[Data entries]
** BEGIN **
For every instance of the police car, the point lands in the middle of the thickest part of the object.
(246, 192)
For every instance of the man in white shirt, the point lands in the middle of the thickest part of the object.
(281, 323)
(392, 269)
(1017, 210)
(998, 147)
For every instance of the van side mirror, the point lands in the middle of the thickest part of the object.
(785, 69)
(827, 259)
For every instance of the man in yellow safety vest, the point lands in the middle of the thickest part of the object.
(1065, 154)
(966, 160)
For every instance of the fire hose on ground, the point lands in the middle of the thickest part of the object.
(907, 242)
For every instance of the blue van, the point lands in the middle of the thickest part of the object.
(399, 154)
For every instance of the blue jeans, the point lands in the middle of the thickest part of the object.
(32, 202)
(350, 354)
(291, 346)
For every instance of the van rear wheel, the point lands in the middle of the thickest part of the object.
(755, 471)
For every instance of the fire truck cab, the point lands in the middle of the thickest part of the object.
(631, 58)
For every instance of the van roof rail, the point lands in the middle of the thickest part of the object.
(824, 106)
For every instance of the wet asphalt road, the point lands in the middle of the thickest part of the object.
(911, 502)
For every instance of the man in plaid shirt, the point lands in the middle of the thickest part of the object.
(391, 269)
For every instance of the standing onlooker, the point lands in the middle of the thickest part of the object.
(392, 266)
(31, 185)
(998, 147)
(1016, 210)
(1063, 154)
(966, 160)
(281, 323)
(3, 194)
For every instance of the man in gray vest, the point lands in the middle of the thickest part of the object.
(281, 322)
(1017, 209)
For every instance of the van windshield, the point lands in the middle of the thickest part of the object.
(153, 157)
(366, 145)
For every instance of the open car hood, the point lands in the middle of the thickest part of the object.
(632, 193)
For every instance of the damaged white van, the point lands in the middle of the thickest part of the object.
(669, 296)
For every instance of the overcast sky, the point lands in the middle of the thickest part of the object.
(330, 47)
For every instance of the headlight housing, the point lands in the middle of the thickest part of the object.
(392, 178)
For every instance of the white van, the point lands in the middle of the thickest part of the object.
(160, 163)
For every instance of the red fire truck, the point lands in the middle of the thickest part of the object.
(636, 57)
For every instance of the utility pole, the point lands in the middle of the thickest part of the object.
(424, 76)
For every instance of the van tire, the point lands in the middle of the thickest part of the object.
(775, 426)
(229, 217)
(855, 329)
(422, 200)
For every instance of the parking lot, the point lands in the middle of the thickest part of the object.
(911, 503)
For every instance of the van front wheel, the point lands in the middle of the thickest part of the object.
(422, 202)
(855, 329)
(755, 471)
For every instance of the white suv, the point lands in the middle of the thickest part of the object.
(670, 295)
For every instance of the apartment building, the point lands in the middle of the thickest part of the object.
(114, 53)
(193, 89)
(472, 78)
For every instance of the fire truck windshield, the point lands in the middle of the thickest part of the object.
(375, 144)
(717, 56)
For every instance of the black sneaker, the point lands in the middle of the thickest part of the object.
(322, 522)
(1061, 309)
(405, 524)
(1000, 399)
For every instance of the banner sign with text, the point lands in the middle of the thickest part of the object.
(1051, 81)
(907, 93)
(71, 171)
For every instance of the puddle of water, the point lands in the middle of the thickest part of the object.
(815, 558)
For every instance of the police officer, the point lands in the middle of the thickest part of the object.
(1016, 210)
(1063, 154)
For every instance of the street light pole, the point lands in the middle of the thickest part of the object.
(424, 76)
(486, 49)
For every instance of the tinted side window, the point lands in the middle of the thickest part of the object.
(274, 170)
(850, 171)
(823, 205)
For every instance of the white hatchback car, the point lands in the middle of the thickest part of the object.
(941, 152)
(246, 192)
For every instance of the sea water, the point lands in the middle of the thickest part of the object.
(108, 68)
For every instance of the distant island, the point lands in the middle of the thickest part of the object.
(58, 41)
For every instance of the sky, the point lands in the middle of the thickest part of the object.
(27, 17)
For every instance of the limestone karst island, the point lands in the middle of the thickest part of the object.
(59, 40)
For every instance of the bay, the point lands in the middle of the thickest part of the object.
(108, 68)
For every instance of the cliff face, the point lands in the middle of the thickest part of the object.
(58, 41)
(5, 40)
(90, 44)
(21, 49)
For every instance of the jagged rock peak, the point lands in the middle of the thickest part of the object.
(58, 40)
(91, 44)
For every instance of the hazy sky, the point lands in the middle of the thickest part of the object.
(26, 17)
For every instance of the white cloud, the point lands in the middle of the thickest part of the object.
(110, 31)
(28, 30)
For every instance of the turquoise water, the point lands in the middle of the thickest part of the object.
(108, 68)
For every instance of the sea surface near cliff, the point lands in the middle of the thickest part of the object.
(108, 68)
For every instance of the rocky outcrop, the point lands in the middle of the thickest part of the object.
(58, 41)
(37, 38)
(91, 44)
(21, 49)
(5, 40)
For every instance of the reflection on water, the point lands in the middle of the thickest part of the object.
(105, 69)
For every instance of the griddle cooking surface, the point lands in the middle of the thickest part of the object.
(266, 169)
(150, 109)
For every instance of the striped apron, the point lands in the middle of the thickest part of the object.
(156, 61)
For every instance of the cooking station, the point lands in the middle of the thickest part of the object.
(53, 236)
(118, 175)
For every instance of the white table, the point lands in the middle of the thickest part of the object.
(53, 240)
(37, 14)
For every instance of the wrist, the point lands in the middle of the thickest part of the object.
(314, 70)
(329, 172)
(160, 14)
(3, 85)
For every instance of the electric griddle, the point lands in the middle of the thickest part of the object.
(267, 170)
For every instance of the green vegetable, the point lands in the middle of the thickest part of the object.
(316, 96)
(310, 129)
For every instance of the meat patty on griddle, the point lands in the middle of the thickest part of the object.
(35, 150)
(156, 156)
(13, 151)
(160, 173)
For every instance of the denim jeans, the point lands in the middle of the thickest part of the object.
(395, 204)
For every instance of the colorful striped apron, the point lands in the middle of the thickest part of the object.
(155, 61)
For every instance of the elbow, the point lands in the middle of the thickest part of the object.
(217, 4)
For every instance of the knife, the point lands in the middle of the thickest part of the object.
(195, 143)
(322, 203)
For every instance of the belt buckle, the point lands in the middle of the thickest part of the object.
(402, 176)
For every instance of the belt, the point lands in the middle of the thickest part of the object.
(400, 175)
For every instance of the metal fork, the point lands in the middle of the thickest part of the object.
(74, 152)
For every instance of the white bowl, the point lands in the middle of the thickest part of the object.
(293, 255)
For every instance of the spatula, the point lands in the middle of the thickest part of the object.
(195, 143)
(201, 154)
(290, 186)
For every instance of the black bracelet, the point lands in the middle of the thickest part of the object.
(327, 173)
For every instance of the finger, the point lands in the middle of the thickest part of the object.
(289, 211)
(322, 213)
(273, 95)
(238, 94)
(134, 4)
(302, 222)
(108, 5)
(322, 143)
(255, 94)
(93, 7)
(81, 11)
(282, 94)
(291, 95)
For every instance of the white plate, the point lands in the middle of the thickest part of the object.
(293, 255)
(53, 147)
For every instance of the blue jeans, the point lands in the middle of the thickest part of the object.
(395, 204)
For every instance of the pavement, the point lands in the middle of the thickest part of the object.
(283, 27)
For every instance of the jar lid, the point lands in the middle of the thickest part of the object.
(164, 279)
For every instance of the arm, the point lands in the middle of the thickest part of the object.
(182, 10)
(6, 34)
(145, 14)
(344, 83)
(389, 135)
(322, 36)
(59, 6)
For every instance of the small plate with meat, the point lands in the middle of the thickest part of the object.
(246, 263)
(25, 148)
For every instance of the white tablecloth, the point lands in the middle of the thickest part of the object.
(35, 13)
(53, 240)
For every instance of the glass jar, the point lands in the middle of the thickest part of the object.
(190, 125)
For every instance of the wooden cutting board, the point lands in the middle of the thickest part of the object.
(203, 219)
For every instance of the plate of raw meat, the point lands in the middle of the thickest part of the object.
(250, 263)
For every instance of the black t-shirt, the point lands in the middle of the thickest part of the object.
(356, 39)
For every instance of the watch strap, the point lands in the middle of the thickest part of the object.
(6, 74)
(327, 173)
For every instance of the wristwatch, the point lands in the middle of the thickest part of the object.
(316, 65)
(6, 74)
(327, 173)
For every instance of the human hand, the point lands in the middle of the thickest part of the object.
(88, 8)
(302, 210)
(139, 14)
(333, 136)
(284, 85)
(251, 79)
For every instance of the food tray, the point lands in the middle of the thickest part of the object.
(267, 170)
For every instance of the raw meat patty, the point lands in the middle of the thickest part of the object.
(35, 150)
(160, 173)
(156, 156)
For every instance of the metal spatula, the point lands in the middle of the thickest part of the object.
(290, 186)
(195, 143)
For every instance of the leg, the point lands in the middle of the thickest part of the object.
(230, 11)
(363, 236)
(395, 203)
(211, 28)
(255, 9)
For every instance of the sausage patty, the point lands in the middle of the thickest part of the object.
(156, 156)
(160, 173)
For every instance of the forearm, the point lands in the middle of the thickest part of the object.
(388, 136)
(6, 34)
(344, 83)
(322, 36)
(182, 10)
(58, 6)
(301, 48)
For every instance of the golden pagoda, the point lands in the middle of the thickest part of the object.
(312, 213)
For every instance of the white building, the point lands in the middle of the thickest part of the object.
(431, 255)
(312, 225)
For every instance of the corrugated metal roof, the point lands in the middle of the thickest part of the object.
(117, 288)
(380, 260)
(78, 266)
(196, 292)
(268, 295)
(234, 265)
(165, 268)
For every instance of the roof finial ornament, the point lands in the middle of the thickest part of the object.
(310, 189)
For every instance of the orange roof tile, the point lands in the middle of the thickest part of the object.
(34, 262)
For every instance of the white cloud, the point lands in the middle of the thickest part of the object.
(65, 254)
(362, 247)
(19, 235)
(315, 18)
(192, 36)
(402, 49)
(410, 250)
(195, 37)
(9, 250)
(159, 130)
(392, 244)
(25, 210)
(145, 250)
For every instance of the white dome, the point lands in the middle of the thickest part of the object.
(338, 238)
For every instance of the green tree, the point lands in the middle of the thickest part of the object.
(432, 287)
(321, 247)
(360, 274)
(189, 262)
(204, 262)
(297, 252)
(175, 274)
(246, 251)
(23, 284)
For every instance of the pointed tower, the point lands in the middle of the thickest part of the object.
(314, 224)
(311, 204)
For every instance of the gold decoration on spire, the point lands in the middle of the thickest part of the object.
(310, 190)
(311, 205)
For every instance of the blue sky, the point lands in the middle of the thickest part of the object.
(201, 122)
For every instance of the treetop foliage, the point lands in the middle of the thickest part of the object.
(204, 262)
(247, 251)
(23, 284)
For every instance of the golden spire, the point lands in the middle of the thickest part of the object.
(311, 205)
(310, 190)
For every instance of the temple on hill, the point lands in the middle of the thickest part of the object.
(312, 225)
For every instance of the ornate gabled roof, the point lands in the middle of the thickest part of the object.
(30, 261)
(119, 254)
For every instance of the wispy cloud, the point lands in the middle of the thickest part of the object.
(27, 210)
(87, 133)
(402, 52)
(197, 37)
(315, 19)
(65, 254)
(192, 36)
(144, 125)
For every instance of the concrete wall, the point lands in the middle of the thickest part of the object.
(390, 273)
** END **
● **WHAT IS REQUIRED**
Copy every line unchanged, starting with the line that contains "For every instance of the white dome, the" and continuing through the last line of the entries.

● **FINAL RESULT**
For every instance of the white dome, the point lands in the middle of the thickest part of the object.
(338, 238)
For every instance of the green tree, the point lands in the middle of the thickest part of the object.
(432, 287)
(321, 247)
(360, 274)
(189, 262)
(204, 262)
(297, 252)
(175, 274)
(246, 251)
(23, 284)
For every instance of the pointed tower, the point lands in the middle of the thickest part of the object.
(314, 224)
(311, 204)
For every instance of the gold decoration on spire, the point lands in the middle of the thickest part of the object.
(310, 190)
(311, 205)
For every instance of the blue sky, the point lands in the middle of the thickest part of the object.
(201, 122)
For every instance of the treetop foliage, the point lands in the middle of the thickest part of the object.
(204, 262)
(247, 251)
(23, 284)
For every instance of the golden spire, the point lands in the middle of the thickest part of the object.
(311, 205)
(310, 190)
For every instance of the temple on hill, the point lands in the middle of the thickest part of the object.
(312, 225)
For every instance of the ornate gabled roof, the point lands in the middle of the thickest part of the object.
(30, 261)
(119, 254)
For every instance of the wispy cloud, the point lands in the middle of the thickest part of the object.
(27, 210)
(87, 133)
(402, 52)
(197, 37)
(315, 19)
(65, 254)
(192, 36)
(144, 125)
For every instance of the concrete wall, the point lands in the middle of the thickest part of the object.
(390, 273)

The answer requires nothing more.